課題一覧:
a – 本文によると、筆者が担当した広告は何と何か。
b – 本文の最後の文のあとから、続きを書け。

本文:
= = = =

いろんな仕事があるんだなあ~~♪【O村の漫画野郎#17】
- 文
- 奥村勝彦
- 公開日時
秋田書店の漫画編集者を経て、元『コミックビーム』編集総長もつとめた“O村”こと奥村勝彦さんが漫画界の歴史&激動の編集者人生を独自の視点で振り返る!
いろんな仕事があるんだなあ~~♪
あー。新雑誌創刊ではいろんな仕事が発生するが、新聞やら電波媒体にも広告を打たなきゃいけない。
なんせ新雑誌だからね、自社媒体だけじゃ足りねえわなあ。
んで、俺が担当したのは、ラジオCMと東スポのCMである。普通、こういう広告作業ってえのは代理店がやったりするんだが、なぜか壁村さんが代理店のクリエイターが描いた脚本を「なんだこんな、つまらねえモン書きやがって!!」って罵倒し、「これだったらコイツにやらした方がよっぽどマシだ!!」なんて、俺を見て言ったりしたから、ビビッて代理店は何も言ってこなくなっちゃった。

= = = =

データ部分:
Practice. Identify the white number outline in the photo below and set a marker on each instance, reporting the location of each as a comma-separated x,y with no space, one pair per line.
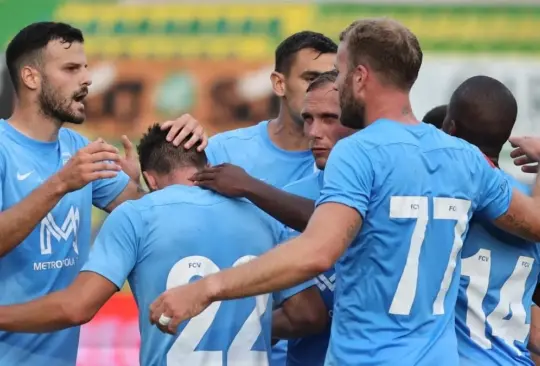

= = = =

課題の解答:
a – ラジオCMと東スポのCM。

b –
んで、俺に担当決定!! でもよー、俺、ラジオのCMの脚本なんざ、書いたことねえし、いろいろ制約だとか、何だかんだあんじゃねーの? 普通。知らんがなワシ。誰か教えてくれよー、なんて思いながら2週間に1回、無茶苦茶な脚本をヤケクソで書いてたなあ。
たとえば、BGM 「相撲甚句」が流れ、太ってて非常に聞き取りにくい相撲取り的な声で、「今度出るし、新漫画雑誌、グ、グランドチャンピオンっていうそうでゴンス」「そ、そりゃ、ど、どーいう意味なんすか? 兄さん」「よ、横綱…」「そ、そりゃあ、めでてえ!!」「ワッハッハア!!」BGM ハー、ドスコイ、ドスコイ!!
ま、こんな感じだった。まさに無茶苦茶である。こんなのが電波媒体に流れちゃったワケだから、何が何だかわからない。恐ろしくて収録なんかに行けねえーで、逃げ回ってたもんなあ。オンエアなんざ聞いたこともなかった。……もう、壁ちゃんのバカ。
まあ、この時の経験はのちに、ビームのTVCMを製作費2万円で作る時に大いに役立ったんだが、それは別の話だ。
んで、もうひとつの東スポ(東京スポーツ)CMは、俺は自ら志願した。なにせ“日付以外は全部嘘”の東スポである。相手にとって不足は無い。
2週間に1度、一生懸命シコシコと版下を作ったのよ。一体、俺は何を一生懸命だったのか? それは東スポのおどろおどろしいアホな見出しに対抗するような、アホな広告の見出しを毎回、考えていたのだった。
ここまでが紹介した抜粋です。